Locate each line in the items below that contains the string "white" and copy that line in full; uppercase and lowercase must match.

▸ **Recorded information**
....
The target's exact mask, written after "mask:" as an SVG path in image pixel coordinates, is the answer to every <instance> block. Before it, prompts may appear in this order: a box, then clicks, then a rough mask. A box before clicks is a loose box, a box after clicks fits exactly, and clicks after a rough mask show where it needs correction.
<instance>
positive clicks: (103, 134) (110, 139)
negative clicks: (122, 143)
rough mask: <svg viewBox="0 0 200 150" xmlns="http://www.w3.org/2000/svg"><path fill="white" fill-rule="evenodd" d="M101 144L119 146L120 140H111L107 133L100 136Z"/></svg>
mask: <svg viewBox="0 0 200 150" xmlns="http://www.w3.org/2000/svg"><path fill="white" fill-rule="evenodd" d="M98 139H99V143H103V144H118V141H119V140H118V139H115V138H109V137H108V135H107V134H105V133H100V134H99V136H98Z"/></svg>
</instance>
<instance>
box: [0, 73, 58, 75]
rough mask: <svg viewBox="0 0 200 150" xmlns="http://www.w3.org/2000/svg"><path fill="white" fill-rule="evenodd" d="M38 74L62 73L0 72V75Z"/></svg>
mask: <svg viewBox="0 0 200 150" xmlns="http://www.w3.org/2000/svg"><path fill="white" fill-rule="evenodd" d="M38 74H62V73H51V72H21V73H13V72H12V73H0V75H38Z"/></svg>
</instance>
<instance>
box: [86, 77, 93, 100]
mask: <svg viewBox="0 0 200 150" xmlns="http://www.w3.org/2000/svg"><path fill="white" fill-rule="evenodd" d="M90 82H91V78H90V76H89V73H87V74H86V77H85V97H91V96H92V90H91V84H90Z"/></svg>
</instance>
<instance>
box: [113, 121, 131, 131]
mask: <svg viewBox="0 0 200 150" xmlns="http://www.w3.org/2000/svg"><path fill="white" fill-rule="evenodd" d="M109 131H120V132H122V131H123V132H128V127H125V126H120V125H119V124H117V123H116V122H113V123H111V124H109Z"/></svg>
....
▸ **Exercise solution**
rough mask: <svg viewBox="0 0 200 150" xmlns="http://www.w3.org/2000/svg"><path fill="white" fill-rule="evenodd" d="M101 144L119 146L120 140H111L107 133L100 136Z"/></svg>
mask: <svg viewBox="0 0 200 150" xmlns="http://www.w3.org/2000/svg"><path fill="white" fill-rule="evenodd" d="M98 139H99V143H103V144H118V141H119V140H118V139H115V138H109V137H108V135H107V134H105V133H100V134H99V136H98Z"/></svg>
rough mask: <svg viewBox="0 0 200 150" xmlns="http://www.w3.org/2000/svg"><path fill="white" fill-rule="evenodd" d="M38 74L62 73L0 72V75Z"/></svg>
mask: <svg viewBox="0 0 200 150" xmlns="http://www.w3.org/2000/svg"><path fill="white" fill-rule="evenodd" d="M38 74H62V73H51V72H21V73H13V72H12V73H0V75H38Z"/></svg>
mask: <svg viewBox="0 0 200 150" xmlns="http://www.w3.org/2000/svg"><path fill="white" fill-rule="evenodd" d="M90 82H91V78H90V76H89V73H87V74H86V77H85V97H91V96H92V90H91V84H90Z"/></svg>
mask: <svg viewBox="0 0 200 150" xmlns="http://www.w3.org/2000/svg"><path fill="white" fill-rule="evenodd" d="M109 131H120V132H122V131H123V132H128V127H125V126H120V125H119V124H117V123H116V122H113V123H111V124H109Z"/></svg>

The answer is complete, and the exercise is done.